Exercise material
---

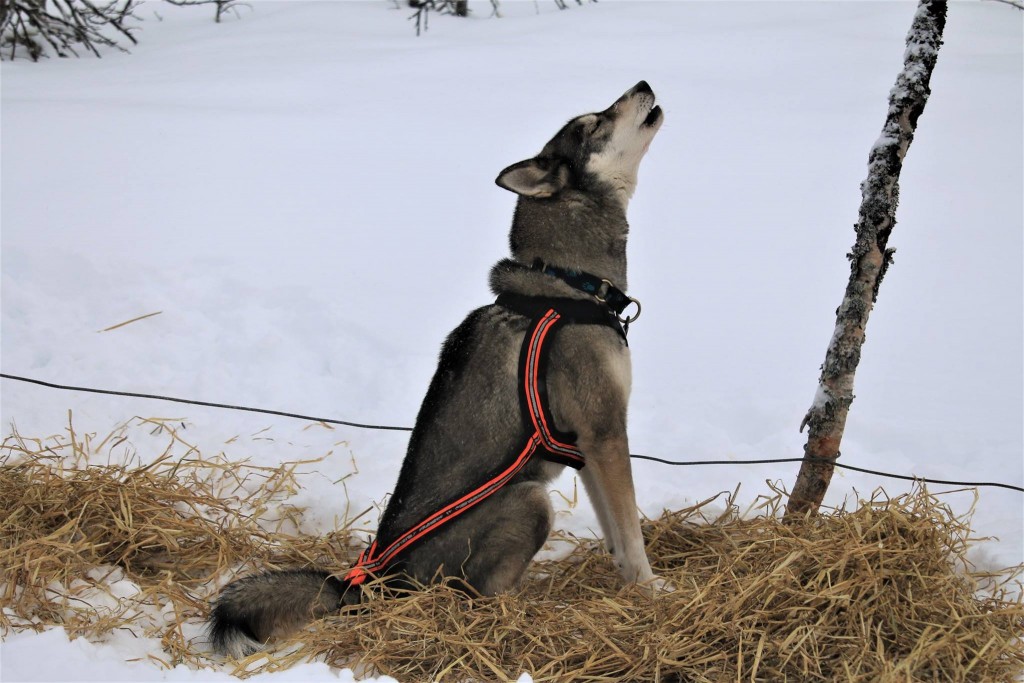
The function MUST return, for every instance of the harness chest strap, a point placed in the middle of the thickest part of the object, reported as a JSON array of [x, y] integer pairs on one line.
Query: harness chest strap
[[544, 436]]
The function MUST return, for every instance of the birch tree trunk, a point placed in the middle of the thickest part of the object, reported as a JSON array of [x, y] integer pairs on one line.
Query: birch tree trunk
[[869, 259]]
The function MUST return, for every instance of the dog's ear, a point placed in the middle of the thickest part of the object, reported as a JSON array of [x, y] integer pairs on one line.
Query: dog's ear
[[534, 177]]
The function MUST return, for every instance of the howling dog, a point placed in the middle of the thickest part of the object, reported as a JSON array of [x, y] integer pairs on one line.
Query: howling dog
[[532, 383]]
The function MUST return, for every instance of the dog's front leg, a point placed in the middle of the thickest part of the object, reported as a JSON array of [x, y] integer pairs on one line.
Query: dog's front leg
[[608, 479]]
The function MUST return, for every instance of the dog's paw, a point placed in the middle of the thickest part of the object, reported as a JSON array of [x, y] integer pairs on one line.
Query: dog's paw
[[658, 586]]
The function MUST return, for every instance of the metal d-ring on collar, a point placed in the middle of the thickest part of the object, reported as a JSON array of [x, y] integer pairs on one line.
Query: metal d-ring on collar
[[605, 286], [600, 288]]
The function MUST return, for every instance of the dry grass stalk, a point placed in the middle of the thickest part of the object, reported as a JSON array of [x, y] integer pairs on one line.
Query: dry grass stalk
[[881, 593]]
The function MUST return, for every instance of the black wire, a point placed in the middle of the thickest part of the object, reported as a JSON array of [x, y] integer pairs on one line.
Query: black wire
[[202, 402], [835, 464], [677, 463]]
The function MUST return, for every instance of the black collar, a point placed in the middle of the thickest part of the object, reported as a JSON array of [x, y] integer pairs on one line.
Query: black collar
[[603, 290], [579, 311]]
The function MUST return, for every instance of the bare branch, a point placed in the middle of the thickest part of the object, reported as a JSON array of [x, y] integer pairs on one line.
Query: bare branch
[[869, 258]]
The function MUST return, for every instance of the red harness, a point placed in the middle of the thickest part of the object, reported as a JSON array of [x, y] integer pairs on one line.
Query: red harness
[[553, 444]]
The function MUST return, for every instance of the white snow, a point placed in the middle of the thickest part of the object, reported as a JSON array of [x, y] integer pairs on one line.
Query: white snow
[[305, 194]]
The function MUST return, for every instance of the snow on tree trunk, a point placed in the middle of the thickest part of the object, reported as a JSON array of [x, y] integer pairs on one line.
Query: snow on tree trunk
[[869, 258]]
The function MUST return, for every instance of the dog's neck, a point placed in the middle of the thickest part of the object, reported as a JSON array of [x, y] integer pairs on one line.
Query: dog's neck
[[572, 231]]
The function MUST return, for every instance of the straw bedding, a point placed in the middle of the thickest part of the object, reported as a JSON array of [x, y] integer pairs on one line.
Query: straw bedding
[[880, 593]]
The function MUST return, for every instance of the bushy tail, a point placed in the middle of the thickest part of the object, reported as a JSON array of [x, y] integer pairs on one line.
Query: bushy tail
[[251, 610]]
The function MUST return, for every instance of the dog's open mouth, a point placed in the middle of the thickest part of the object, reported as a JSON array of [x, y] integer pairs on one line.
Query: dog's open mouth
[[654, 117]]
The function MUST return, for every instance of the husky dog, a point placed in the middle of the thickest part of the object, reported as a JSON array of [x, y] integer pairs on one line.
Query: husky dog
[[511, 402]]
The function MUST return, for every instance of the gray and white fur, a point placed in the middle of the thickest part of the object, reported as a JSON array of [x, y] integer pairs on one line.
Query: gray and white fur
[[570, 213]]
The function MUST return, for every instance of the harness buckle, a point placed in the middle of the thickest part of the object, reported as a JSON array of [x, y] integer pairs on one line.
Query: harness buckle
[[630, 318]]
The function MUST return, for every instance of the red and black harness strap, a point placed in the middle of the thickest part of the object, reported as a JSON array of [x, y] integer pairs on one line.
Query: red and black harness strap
[[547, 315]]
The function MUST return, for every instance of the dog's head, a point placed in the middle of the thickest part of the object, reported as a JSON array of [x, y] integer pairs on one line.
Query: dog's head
[[594, 154]]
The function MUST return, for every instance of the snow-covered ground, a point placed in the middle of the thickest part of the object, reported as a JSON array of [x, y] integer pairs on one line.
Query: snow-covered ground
[[305, 194]]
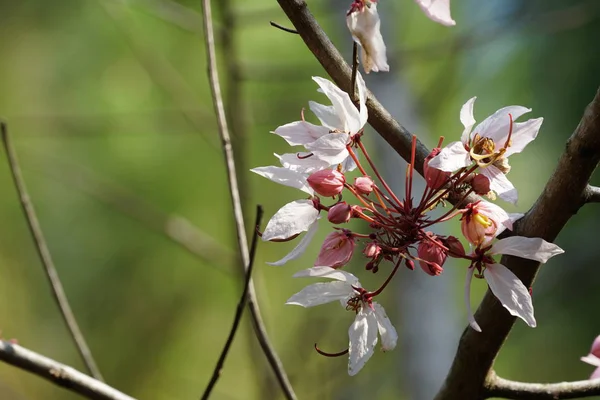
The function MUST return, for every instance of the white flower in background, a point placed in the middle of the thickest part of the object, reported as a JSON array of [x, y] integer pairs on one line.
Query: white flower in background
[[437, 10], [363, 22], [504, 284], [326, 144], [370, 316], [489, 145]]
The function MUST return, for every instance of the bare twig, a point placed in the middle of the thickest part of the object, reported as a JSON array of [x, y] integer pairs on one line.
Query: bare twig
[[283, 28], [561, 199], [42, 249], [500, 387], [236, 203], [57, 373], [591, 194], [240, 308]]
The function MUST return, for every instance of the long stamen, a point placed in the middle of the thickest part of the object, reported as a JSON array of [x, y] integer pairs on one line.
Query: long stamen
[[323, 353]]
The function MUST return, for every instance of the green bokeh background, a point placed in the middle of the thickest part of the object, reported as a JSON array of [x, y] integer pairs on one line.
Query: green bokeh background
[[110, 112]]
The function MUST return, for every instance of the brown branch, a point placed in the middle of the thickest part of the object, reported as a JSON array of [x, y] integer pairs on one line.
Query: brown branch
[[256, 318], [239, 310], [560, 200], [57, 373], [42, 249], [500, 387], [591, 194]]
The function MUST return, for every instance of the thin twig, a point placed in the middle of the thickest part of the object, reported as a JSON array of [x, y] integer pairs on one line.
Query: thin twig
[[240, 308], [236, 203], [591, 194], [500, 387], [42, 249], [354, 71], [57, 373], [283, 28]]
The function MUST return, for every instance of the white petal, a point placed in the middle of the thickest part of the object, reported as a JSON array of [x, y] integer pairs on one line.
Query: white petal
[[497, 125], [306, 164], [365, 29], [301, 132], [389, 336], [500, 184], [523, 134], [470, 315], [293, 218], [321, 293], [451, 158], [592, 360], [531, 248], [326, 114], [467, 119], [330, 148], [363, 338], [437, 10], [284, 176], [328, 272], [301, 247], [345, 110], [511, 292]]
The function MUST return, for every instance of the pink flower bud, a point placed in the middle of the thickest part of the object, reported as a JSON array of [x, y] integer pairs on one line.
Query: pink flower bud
[[339, 213], [337, 249], [481, 184], [454, 245], [328, 182], [432, 256], [434, 177], [372, 250], [363, 184]]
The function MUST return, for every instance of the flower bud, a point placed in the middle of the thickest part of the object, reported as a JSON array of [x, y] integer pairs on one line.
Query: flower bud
[[363, 184], [434, 177], [454, 246], [337, 249], [432, 256], [328, 182], [481, 184], [339, 213], [372, 250]]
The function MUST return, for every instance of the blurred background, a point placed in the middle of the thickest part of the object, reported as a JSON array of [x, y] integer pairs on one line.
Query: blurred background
[[111, 116]]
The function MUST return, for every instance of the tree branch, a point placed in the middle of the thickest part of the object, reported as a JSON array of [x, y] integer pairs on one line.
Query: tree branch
[[561, 199], [57, 373], [42, 249], [257, 321], [591, 194], [500, 387], [240, 308]]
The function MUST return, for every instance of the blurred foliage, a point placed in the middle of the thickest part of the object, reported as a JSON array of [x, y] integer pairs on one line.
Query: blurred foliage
[[119, 89]]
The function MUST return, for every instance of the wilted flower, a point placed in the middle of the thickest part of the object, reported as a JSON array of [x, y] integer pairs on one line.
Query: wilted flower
[[363, 22], [503, 283], [594, 358], [370, 316], [489, 145], [337, 249]]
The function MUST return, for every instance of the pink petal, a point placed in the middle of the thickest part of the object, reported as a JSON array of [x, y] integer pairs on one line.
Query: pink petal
[[291, 219], [437, 10], [500, 184], [470, 315], [511, 292], [531, 248], [301, 132], [301, 247], [363, 338], [451, 158]]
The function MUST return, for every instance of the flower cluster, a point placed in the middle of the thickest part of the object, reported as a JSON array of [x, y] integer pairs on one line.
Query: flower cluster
[[399, 231]]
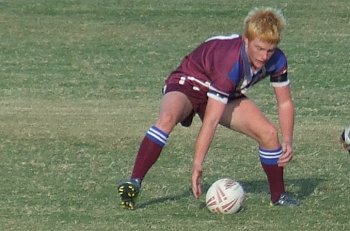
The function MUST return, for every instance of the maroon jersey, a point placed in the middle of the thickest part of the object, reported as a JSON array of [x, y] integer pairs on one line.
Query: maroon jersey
[[220, 67]]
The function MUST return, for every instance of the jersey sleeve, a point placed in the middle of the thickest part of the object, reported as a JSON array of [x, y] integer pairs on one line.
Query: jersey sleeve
[[279, 72]]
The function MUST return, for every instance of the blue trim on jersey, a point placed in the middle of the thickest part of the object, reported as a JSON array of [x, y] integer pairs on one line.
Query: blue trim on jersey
[[270, 157], [157, 135]]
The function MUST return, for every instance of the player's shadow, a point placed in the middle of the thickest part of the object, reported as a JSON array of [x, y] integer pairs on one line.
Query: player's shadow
[[302, 188]]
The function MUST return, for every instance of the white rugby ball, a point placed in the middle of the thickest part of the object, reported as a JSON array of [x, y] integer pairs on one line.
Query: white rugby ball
[[225, 196]]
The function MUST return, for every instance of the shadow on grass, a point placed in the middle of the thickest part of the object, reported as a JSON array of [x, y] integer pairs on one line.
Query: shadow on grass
[[302, 188]]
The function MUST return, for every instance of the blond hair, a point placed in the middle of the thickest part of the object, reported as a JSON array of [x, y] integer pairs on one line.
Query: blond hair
[[265, 24]]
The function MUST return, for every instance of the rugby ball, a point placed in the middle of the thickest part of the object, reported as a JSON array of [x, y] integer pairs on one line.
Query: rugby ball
[[225, 196]]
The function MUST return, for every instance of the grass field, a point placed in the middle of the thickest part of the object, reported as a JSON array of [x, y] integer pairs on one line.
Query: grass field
[[80, 84]]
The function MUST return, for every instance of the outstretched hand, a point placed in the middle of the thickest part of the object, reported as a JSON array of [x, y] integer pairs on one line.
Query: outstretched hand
[[196, 181]]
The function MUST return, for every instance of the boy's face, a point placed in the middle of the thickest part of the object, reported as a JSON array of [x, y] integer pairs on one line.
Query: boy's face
[[258, 52]]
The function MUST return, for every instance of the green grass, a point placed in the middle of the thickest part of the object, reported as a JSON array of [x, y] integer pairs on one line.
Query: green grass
[[80, 84]]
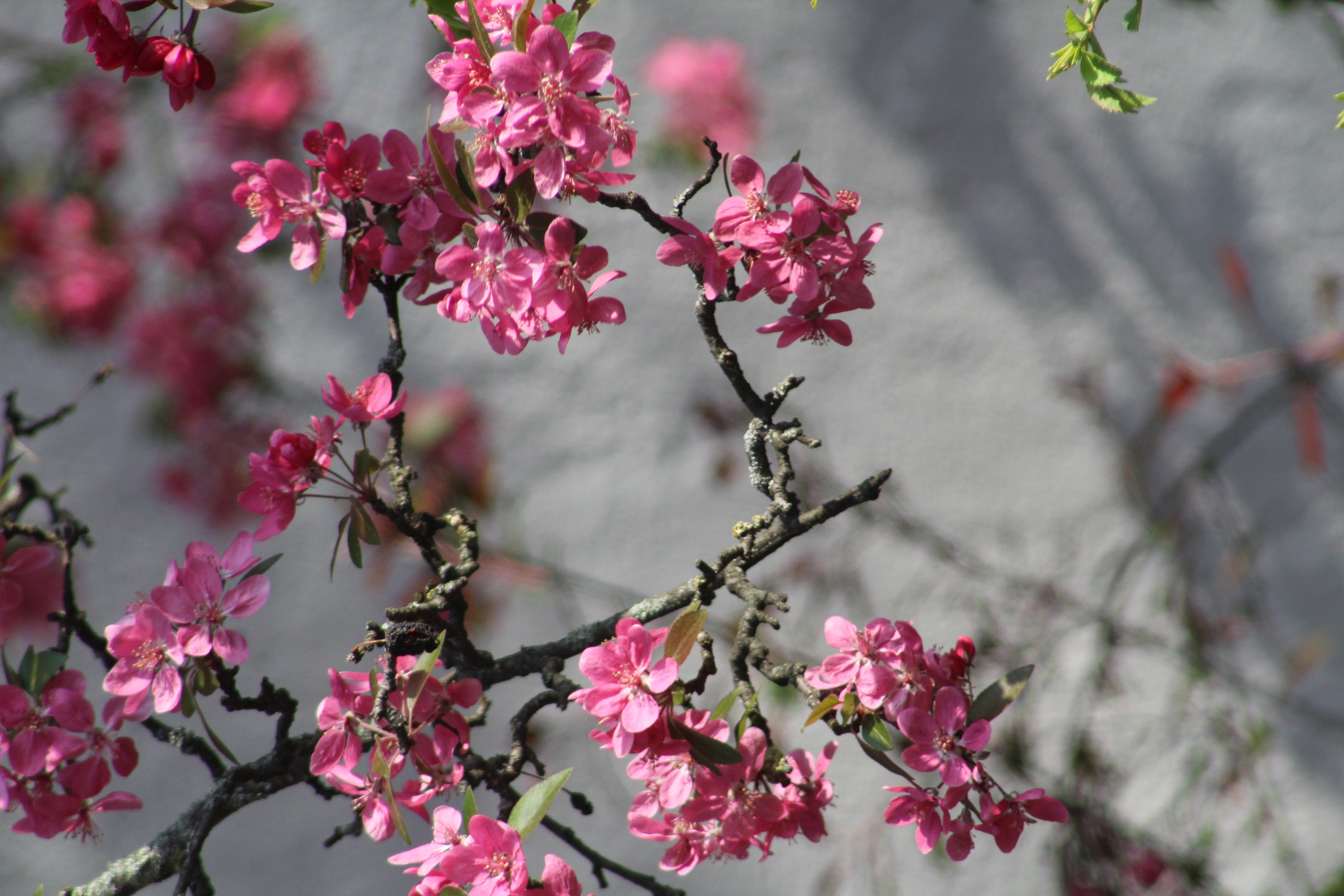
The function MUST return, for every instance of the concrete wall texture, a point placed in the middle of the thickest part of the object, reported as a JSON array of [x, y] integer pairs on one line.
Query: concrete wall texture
[[1029, 236]]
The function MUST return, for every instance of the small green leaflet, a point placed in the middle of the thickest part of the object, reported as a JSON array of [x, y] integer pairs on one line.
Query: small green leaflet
[[996, 698], [479, 34], [726, 704], [420, 674], [706, 750], [247, 6], [520, 26], [340, 531], [743, 723], [683, 633], [531, 809], [875, 733], [567, 24], [262, 567], [823, 709], [882, 759]]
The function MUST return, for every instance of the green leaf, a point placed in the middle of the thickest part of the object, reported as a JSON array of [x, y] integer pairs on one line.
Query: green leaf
[[247, 6], [14, 462], [823, 709], [219, 744], [520, 26], [366, 464], [362, 524], [1113, 99], [46, 665], [11, 674], [357, 553], [466, 173], [569, 26], [420, 674], [882, 759], [726, 704], [706, 750], [683, 631], [531, 809], [743, 722], [1064, 60], [187, 704], [1133, 15], [27, 670], [520, 195], [996, 698], [1097, 71], [316, 273], [875, 733], [851, 705], [262, 567], [446, 175], [394, 809], [479, 34], [340, 531]]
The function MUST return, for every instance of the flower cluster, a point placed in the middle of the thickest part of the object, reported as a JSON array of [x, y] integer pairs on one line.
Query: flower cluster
[[296, 461], [702, 807], [487, 857], [74, 271], [114, 45], [184, 617], [888, 672], [455, 218], [54, 759], [438, 733], [709, 91], [791, 242]]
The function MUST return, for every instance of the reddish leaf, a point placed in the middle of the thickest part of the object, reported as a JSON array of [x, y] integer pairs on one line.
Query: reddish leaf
[[1311, 442], [1181, 387], [1235, 275]]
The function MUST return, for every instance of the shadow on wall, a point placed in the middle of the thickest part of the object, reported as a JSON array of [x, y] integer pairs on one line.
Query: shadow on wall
[[1075, 212]]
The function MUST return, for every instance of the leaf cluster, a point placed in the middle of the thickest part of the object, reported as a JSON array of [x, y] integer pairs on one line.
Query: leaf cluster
[[1101, 75]]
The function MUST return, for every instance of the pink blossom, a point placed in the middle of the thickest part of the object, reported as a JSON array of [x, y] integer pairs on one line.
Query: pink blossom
[[864, 660], [448, 824], [626, 687], [710, 90], [492, 277], [281, 192], [816, 328], [201, 606], [492, 860], [921, 807], [700, 253], [756, 199], [373, 401], [145, 652], [941, 740], [1007, 818]]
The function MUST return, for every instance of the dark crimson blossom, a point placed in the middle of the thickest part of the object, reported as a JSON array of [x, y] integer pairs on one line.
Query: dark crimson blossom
[[491, 860], [1004, 821], [149, 657], [201, 606], [373, 401], [942, 740], [700, 253]]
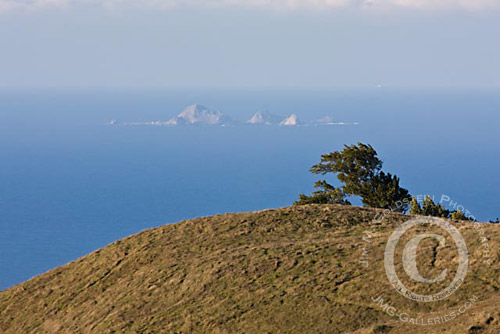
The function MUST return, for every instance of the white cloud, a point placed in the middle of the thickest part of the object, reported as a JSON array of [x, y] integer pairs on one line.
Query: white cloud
[[274, 4]]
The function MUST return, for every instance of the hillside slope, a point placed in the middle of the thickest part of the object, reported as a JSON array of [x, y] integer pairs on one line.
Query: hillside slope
[[290, 270]]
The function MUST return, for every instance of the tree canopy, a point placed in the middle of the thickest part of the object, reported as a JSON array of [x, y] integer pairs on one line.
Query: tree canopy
[[359, 170]]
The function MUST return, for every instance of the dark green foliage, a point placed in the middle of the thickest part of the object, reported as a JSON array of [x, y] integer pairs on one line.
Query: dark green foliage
[[430, 208], [458, 215], [327, 194], [359, 169]]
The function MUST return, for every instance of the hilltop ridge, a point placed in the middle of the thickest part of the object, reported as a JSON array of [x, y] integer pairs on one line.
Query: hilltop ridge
[[289, 270]]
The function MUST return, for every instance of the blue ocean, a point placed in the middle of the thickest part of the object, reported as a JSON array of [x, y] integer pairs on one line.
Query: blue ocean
[[70, 183]]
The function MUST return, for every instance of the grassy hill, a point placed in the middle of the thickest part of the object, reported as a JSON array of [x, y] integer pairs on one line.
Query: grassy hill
[[290, 270]]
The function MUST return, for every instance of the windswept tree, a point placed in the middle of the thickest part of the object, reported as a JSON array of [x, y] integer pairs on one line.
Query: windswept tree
[[359, 170]]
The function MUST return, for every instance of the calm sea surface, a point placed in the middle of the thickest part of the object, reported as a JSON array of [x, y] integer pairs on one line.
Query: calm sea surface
[[70, 184]]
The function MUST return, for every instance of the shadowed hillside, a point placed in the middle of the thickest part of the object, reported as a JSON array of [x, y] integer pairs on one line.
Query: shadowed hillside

---

Do this
Render the lines from the start through the line containing "[[544, 436]]" as a two-column CSV with the columns text and answer. Each row pairs a text with the answer that follows it, each in one quoted field with line breaks turned into spaces, and the pictures are left out.

Expected answer
text,answer
"The function MUST return, for every instance of the harness chest strap, a point placed in the middle of the thickest part of the object, reported as a JSON array of [x, y] integer pairs on one line. Query: harness chest strap","[[544, 436]]"